* HOW TO COMPLETE THIS TASK: Show each line of the records below where the word "apple" occurs.

-*-*-

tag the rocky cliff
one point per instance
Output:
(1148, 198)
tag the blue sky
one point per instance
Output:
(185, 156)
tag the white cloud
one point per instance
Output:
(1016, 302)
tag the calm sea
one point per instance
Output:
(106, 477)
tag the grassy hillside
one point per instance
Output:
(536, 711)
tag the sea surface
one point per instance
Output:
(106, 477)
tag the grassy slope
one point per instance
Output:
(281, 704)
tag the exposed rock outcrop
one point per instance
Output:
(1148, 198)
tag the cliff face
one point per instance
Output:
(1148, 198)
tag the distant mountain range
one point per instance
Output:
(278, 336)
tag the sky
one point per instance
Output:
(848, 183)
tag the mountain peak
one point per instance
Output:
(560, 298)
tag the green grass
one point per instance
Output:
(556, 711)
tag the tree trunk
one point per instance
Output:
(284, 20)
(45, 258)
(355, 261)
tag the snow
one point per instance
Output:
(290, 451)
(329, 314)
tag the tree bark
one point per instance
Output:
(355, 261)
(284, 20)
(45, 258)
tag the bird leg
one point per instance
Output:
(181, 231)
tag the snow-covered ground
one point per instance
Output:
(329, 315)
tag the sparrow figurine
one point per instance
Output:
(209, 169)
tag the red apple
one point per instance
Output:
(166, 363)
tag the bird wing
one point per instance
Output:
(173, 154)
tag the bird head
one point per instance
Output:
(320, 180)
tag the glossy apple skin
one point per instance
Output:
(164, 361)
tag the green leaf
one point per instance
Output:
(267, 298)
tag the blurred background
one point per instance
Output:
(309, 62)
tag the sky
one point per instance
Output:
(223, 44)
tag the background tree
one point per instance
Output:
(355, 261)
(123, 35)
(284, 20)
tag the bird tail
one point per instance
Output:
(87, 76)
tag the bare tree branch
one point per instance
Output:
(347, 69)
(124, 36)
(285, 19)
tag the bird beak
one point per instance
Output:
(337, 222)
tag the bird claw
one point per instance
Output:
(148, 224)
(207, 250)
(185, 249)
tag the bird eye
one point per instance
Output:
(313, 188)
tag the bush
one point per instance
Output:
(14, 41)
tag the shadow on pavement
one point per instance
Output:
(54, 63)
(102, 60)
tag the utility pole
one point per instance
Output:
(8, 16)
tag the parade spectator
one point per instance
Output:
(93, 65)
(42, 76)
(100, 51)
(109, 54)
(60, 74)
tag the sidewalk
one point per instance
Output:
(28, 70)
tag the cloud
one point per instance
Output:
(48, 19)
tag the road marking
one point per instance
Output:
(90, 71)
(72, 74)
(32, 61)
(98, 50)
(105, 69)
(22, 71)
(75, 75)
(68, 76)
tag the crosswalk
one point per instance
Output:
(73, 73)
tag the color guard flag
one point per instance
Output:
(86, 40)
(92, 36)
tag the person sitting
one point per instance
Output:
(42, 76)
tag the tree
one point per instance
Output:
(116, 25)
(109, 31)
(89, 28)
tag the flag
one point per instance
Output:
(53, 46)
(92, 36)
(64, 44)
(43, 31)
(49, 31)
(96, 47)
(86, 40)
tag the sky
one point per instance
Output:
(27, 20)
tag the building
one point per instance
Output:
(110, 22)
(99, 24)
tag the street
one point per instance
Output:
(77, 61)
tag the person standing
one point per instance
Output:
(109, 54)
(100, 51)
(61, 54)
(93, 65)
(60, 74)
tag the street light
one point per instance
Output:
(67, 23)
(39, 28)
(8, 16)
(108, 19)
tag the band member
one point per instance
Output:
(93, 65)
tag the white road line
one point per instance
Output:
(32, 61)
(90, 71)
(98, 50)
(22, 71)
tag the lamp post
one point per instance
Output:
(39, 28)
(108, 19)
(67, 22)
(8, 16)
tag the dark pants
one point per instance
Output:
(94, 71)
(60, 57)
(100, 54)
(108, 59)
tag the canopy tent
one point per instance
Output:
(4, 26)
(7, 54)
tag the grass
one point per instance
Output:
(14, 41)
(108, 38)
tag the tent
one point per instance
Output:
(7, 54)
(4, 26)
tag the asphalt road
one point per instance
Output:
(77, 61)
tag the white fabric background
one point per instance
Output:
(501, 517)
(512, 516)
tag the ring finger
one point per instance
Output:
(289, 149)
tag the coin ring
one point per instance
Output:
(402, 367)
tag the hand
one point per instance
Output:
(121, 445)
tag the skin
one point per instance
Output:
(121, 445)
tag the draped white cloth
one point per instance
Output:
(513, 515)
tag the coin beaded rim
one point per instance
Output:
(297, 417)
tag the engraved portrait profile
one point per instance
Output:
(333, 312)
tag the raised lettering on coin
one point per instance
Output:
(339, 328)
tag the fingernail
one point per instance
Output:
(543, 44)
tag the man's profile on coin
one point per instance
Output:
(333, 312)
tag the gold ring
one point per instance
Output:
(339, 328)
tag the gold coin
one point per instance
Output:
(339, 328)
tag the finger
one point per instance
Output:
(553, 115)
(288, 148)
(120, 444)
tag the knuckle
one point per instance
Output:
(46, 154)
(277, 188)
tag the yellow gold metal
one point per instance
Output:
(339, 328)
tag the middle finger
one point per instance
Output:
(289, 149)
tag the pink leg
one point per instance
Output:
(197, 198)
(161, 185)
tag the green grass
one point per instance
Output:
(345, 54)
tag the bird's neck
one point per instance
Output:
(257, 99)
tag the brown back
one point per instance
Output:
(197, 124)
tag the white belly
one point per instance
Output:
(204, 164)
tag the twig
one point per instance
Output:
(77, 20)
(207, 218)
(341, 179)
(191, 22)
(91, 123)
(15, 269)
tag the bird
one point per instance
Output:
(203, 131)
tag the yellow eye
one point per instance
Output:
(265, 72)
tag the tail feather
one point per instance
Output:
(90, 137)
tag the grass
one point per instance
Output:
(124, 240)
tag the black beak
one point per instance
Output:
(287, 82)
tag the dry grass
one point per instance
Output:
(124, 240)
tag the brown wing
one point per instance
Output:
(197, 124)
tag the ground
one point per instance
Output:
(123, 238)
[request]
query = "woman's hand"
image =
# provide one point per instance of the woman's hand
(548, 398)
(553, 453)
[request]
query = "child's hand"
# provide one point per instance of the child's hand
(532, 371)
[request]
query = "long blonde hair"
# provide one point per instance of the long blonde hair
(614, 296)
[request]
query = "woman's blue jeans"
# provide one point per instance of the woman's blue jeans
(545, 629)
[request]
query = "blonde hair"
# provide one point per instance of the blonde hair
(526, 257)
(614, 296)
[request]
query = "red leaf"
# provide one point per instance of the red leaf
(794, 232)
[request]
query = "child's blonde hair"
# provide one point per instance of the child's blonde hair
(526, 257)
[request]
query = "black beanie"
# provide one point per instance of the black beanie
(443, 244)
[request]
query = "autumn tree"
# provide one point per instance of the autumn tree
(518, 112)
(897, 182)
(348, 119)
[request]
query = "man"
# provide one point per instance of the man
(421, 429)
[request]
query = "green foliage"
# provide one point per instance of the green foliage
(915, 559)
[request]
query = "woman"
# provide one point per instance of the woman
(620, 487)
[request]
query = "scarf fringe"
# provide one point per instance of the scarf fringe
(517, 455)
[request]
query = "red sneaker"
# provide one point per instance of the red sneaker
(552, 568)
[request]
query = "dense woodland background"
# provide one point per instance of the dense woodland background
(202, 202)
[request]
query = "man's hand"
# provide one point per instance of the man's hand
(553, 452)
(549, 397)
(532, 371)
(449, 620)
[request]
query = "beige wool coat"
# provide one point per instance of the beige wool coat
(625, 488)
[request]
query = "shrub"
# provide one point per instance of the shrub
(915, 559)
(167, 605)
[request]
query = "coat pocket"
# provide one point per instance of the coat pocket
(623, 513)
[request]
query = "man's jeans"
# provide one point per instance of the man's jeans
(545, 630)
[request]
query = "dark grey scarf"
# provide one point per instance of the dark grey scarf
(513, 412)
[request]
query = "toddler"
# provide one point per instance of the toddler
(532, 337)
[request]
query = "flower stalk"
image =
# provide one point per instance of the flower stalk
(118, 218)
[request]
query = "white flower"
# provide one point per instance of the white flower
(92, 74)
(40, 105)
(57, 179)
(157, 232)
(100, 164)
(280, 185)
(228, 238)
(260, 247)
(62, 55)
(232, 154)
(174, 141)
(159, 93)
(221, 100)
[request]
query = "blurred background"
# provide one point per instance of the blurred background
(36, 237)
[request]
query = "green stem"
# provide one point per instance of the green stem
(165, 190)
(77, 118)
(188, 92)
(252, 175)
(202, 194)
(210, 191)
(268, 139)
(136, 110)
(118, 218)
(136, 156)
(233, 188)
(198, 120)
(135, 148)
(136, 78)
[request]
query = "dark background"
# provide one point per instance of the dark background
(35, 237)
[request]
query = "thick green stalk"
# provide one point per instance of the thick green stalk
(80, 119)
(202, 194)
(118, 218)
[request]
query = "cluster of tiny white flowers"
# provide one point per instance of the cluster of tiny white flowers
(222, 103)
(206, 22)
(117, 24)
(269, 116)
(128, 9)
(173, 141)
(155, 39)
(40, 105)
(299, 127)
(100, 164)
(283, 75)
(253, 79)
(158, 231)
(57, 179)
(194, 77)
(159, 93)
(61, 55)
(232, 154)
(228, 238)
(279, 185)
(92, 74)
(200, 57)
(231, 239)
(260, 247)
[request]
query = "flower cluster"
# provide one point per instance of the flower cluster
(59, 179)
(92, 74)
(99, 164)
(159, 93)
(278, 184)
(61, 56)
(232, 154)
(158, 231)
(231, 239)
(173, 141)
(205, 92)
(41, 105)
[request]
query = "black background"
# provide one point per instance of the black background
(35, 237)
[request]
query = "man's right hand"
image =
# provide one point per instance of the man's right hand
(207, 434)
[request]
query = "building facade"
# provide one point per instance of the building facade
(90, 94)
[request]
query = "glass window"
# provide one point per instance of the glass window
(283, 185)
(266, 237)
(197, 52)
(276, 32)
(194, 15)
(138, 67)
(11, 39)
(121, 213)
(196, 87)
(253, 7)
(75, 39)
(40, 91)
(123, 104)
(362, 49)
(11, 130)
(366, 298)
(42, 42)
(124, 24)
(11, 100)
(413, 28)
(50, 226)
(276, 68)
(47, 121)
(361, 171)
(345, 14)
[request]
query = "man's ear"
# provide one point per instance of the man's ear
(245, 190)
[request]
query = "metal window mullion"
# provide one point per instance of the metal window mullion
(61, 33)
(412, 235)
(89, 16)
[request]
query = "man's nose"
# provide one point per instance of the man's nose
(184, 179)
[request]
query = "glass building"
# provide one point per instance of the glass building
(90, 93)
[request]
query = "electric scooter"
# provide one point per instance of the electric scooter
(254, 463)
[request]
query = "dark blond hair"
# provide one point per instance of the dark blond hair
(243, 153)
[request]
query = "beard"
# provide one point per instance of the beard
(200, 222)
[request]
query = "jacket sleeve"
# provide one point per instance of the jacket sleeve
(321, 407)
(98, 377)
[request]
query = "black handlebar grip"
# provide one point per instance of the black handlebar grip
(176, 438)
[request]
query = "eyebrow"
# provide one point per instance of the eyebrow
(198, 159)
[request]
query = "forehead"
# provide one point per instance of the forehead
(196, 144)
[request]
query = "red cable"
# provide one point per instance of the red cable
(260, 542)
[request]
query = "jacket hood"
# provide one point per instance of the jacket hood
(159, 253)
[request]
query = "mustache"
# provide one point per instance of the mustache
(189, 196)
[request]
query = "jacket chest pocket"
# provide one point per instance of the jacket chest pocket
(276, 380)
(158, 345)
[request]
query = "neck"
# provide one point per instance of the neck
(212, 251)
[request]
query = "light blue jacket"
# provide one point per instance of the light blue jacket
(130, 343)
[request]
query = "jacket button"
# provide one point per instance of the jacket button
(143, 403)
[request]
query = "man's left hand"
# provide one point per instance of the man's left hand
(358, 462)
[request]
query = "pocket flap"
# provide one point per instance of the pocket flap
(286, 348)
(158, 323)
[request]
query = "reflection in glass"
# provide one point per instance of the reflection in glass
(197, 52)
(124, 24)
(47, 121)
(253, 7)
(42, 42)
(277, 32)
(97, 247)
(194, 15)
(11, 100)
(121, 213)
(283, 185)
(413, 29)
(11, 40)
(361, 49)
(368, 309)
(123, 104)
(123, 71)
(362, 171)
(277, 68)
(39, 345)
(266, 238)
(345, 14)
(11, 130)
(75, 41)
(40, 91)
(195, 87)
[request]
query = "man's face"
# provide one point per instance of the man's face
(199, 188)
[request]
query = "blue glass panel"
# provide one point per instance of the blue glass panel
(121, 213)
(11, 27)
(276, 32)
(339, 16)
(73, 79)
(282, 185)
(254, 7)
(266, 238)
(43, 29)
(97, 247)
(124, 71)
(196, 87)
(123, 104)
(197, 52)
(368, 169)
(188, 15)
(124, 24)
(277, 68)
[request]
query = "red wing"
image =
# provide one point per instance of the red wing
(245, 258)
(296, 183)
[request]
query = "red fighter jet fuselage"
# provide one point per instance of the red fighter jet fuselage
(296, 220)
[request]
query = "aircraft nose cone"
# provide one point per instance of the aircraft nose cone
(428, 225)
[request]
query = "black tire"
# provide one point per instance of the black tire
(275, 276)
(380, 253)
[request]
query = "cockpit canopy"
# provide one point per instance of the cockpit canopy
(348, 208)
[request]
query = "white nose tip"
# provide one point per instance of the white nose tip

-*-*-

* EXPECTED ANSWER:
tag the red apple
tag the glossy apple skin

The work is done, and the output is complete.